• _Study text_
● ● ● ● ●

Bone-marrow-derived macrophages from Apoe–/–Nhe1+/+ and Apoe–/–Nhe1+/– mice were cultured with and without 50 μg/ml mouse IgE (SPE-7) (Cat# D8406, Sigma-Aldrich) for 30 min and then washed three times with 1xPBS. Cells were harvested and lysed in a lysis buffer containing 50 mM Tris–HCl (pH 7.6), 150 mM NaCl, 1% NP-40, 0.5% sodium deoxycholate, and 0.1% SDS. Equal amounts of protein from each cell-type preparation were separated on a SDS–PAGE, blotted, and detected with monoclonal antibodies against mouse phosphorylated-AKT (1:1000, Cat# 2965S, Cell Signaling Technology, Danvers, MA, USA), total AKT (1:2000, Cat# 2920S, Cell Signaling Technology), phosphorylated-PI3 kinase (1:1000, Cat# 4228S, Cell Signaling Technology), total PI3 kinase (1:1000, Cat# 4257S, Cell Signaling Technology), phosphorylated-mTOR (1:1000, Cat# 5536T, Cell Signaling Technology), total mTOR (1:1000, Cat# 2972S, Cell Signaling Technology), and β-actin (used for protein loading control, 1:1000, Cat# 8457S, Cell Signaling Technology). Semi-quantitative measurement of signals in Western blots was performed by densitometric analysis using the Image J software.

Anti-IgE antibody treatment

Male 8-week-old Apoe–/–Nhe1+/– (n = 8) and Apoe–/–Nhe1+/+ mice (n = 7) received intraperitoneal injections of rat anti-mouse IgE antibody in a dose previously validated in mice (330 µg in 200 µl of saline per 25 g body weight, Cat# 93236, BioLegend, San Diego, CA, USA)19 1 day before starting an atherogenic diet. Matched rat IgG1 κ isotype (Cat# 92233, BioLegend) was injected into the same genotypes of mice as negative control (n = 10 in each genotype of mice). Mice received intraperitoneal injections of the same dose of IgE antibody or IgG1 isotype biweekly while consuming an atherogenic diet for 3 months.

Lipid level measurements

Plasma triglyceride, total cholesterol, and high-density lipoprotein (HDL) cholesterol levels were determined by enzymatic methods using the triglyceride (Cat# T7532, Pointe scientific, Canton, MI, USA), total cholesterol reagents (Cat# C7510, Pointe scientific), or HDL cholesterol-precipitating reagent (Cat# H7511, Pointe scientific) according to the manufacturer’s protocols. Plasma low-density lipolipoprotein (LDL) cholesterol was calculated using the Friedewald’s formula: Plasma LDL cholesterol concentration (mg/dL) = total cholesterol–HDL cholesterol–(triglycerides/5). Investigators were blinded to the sources of samples during the assay.

Statistical analysis

All mouse data were expressed as mean ± standard error of means (SEM). Shapiro–Wilk test was used to determine data distribution normality. Two-tailed unpaired or paired Student’s t tests were used to assess statistical significance between two groups of data with normally distributed variables. Mann–Whitney U-test was used for abnormally distributed variables. One-way analysis of variance (ANOVA) test followed by a post hoc Tukey’s test was used for multiple comparisons (≥3 groups) with normally distributed variables. The Kruskal–Wallis test followed by Dunn's procedure was conducted for multiple comparisons with abnormally distributed variables. SPSS 20.0 and Prism 7 (GraphPad) software were used for statistical analysis. P < 0.05 was considered statistically significant.

● ● ● ● ●

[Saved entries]

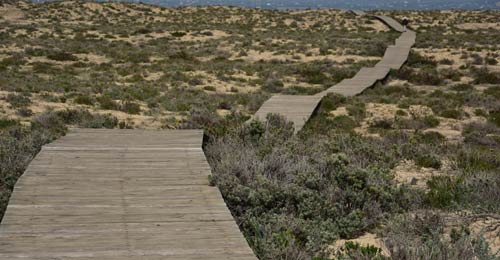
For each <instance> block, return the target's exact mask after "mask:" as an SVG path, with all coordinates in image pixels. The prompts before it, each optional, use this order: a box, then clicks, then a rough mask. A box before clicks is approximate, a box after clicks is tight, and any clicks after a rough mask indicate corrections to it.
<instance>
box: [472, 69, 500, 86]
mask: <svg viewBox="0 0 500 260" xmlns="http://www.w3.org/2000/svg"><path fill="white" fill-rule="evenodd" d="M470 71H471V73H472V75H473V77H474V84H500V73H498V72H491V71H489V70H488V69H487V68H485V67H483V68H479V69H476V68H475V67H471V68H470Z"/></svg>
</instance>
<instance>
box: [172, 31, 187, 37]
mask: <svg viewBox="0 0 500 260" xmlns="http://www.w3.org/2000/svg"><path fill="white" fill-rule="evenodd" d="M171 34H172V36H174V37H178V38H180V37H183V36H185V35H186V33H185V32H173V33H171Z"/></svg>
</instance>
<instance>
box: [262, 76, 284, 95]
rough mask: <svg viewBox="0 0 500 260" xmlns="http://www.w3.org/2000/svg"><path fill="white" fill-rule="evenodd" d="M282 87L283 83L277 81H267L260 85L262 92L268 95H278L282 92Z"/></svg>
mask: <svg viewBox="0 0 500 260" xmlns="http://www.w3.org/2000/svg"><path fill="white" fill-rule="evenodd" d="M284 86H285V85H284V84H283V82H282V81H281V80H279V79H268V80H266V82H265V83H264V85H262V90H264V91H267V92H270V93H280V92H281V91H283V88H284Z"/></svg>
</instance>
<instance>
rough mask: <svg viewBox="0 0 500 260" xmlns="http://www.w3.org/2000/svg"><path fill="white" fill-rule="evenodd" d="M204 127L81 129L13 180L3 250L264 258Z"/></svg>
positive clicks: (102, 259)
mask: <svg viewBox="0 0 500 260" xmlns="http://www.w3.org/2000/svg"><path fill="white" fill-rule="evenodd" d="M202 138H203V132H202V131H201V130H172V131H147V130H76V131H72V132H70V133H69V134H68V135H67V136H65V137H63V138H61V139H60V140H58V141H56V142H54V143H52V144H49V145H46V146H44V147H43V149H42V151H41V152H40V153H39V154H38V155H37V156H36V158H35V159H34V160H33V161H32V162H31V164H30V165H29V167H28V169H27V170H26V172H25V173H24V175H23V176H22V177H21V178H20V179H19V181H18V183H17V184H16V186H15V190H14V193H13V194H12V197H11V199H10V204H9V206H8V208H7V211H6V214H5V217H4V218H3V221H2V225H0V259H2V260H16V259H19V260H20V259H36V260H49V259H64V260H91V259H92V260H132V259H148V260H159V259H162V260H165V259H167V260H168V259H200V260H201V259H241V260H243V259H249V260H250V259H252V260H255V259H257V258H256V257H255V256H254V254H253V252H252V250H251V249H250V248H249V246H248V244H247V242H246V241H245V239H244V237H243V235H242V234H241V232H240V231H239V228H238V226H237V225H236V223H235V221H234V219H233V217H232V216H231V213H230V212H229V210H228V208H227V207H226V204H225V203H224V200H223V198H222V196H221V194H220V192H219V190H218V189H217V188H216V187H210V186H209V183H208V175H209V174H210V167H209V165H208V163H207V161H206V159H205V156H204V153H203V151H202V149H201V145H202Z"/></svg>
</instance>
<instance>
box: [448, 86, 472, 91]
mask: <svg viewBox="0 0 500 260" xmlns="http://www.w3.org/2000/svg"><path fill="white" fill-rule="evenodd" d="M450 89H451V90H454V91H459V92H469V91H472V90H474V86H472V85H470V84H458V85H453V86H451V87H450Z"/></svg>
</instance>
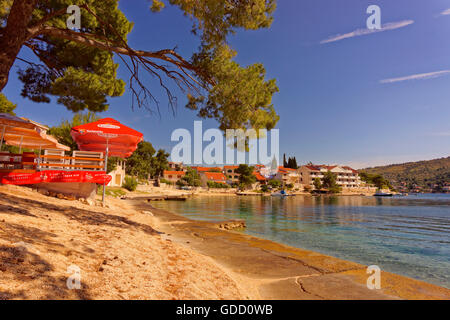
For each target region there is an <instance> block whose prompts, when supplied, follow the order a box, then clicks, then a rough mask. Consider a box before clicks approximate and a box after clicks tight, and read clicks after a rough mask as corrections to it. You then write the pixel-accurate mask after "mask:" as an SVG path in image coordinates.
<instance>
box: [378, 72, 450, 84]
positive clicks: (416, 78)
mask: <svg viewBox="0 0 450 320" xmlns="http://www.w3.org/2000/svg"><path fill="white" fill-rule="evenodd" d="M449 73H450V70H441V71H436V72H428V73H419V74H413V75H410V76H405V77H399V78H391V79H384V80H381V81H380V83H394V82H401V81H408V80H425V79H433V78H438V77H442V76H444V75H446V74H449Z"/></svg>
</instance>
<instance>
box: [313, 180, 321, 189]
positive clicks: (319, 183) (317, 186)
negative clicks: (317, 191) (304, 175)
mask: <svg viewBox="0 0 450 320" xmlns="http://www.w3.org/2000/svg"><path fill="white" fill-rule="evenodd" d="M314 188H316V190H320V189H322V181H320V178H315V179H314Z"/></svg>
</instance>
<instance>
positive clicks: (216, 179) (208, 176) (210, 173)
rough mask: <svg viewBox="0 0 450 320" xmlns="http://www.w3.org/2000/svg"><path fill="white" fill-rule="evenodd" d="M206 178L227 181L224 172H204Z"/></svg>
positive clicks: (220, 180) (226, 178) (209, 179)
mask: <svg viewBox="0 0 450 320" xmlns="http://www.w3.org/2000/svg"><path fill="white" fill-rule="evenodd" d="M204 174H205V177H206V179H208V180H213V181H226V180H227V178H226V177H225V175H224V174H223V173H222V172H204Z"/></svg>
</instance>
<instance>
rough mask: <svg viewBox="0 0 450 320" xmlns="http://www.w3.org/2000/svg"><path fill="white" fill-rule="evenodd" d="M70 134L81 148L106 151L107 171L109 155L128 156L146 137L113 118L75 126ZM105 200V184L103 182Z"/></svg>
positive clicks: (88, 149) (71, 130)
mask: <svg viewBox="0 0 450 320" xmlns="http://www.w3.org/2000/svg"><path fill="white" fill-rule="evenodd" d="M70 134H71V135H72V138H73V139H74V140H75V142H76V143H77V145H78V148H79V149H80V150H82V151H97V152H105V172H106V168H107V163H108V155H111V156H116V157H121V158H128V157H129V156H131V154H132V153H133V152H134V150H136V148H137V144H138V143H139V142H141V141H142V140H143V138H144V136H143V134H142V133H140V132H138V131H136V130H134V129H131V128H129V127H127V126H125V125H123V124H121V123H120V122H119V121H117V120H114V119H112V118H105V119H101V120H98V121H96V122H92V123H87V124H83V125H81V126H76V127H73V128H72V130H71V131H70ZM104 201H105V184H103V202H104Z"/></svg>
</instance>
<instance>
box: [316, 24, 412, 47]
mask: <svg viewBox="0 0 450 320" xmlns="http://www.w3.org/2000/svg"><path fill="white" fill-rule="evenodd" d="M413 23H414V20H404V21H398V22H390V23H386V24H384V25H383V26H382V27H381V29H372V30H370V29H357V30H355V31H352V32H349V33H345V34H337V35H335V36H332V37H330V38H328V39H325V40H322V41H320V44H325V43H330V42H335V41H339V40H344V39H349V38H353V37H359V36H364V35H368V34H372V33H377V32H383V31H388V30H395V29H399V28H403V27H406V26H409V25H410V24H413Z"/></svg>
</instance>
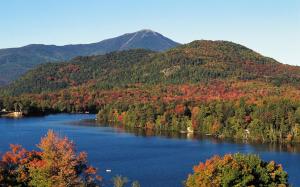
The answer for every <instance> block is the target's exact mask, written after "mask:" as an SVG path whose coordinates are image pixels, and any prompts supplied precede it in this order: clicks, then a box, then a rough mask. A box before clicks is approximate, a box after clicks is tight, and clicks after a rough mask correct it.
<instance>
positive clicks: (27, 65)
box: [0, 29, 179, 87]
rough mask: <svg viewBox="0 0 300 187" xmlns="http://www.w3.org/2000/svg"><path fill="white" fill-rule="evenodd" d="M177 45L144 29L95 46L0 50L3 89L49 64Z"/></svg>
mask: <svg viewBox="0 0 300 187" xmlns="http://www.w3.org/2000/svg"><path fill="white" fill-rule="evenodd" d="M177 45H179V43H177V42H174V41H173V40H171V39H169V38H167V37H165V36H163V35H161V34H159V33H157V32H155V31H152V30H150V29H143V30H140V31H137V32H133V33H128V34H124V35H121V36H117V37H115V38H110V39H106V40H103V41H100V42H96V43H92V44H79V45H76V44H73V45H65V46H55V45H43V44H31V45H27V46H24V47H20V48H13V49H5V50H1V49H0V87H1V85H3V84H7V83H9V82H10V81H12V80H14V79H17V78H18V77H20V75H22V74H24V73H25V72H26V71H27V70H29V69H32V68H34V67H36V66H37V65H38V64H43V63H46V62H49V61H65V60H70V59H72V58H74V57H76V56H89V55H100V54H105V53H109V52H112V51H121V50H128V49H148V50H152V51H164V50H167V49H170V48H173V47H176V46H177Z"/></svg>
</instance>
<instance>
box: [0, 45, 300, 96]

● ● ● ● ●

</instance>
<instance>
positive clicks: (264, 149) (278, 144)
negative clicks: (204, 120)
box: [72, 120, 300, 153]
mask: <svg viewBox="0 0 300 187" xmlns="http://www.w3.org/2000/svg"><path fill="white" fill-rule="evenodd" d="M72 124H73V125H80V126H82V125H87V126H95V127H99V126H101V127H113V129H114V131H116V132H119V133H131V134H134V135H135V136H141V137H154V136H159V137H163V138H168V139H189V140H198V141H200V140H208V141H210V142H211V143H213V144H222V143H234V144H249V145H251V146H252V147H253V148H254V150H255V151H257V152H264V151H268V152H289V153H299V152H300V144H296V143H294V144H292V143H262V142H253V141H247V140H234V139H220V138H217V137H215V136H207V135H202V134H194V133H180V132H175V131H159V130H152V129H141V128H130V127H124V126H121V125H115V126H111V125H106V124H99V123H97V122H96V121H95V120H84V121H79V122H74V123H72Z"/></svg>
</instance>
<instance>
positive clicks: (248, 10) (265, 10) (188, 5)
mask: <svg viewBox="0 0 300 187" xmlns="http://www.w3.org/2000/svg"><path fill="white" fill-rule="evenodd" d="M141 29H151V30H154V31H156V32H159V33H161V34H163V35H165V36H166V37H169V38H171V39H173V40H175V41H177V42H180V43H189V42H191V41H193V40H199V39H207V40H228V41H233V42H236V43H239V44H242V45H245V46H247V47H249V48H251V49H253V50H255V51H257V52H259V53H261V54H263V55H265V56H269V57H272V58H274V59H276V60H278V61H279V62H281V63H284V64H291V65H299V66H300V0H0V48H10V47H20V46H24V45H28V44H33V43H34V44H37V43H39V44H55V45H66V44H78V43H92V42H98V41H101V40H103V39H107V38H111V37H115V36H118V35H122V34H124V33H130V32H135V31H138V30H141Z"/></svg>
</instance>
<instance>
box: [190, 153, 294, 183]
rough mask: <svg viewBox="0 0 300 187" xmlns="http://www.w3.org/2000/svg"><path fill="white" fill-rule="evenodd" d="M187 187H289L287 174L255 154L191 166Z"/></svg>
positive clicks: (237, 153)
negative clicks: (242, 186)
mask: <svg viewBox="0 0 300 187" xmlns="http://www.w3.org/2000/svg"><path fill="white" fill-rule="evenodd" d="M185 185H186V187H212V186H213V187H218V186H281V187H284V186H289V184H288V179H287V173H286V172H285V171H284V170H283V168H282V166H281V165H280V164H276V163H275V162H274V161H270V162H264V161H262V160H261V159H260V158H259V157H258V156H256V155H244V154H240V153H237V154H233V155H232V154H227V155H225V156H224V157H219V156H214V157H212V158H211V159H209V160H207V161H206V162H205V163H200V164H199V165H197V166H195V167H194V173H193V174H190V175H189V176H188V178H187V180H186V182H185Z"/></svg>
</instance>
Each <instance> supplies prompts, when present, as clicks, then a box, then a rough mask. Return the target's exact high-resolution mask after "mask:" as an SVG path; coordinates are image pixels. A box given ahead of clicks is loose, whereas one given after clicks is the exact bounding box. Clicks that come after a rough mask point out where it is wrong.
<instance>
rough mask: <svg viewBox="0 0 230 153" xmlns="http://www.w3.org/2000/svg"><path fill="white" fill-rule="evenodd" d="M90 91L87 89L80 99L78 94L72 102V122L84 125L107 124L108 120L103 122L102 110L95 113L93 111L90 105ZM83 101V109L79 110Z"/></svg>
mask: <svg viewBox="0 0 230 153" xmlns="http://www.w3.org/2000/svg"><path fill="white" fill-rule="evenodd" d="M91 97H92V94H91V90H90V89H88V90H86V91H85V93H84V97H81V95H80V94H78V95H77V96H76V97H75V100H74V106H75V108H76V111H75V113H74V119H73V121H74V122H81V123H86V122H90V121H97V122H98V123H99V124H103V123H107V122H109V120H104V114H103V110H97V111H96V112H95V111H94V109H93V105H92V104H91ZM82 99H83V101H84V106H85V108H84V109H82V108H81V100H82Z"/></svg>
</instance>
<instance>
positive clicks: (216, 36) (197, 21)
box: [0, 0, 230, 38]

● ● ● ● ●

• _Required action_
Please extract the passage of the mouse study methods that begins at the words "Anti-IgE antibody treatment" and stops after "for 3 months.".

• _Answer box_
Anti-IgE antibody treatment

Male 8-week-old Apoe–/–Nhe1+/– (n = 8) and Apoe–/–Nhe1+/+ mice (n = 7) received intraperitoneal injections of rat anti-mouse IgE antibody in a dose previously validated in mice (330 µg in 200 µl of saline per 25 g body weight, Cat# 93236, BioLegend, San Diego, CA, USA)19 1 day before starting an atherogenic diet. Matched rat IgG1 κ isotype (Cat# 92233, BioLegend) was injected into the same genotypes of mice as negative control (n = 10 in each genotype of mice). Mice received intraperitoneal injections of the same dose of IgE antibody or IgG1 isotype biweekly while consuming an atherogenic diet for 3 months.